■ Aim
Edit the entries below so that every "protester crowd" becomes "demonstrator crowd", and leave the rest of each line unchanged.

begin Supplied data

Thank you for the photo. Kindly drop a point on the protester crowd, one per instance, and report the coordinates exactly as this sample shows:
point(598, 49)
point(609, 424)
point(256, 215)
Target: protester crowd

end Supplied data

■ Output below
Thank you for the photo. Kindly drop a point on the demonstrator crowd, one per instance, and report the coordinates exactly as this sample shows:
point(598, 49)
point(609, 424)
point(256, 215)
Target: demonstrator crowd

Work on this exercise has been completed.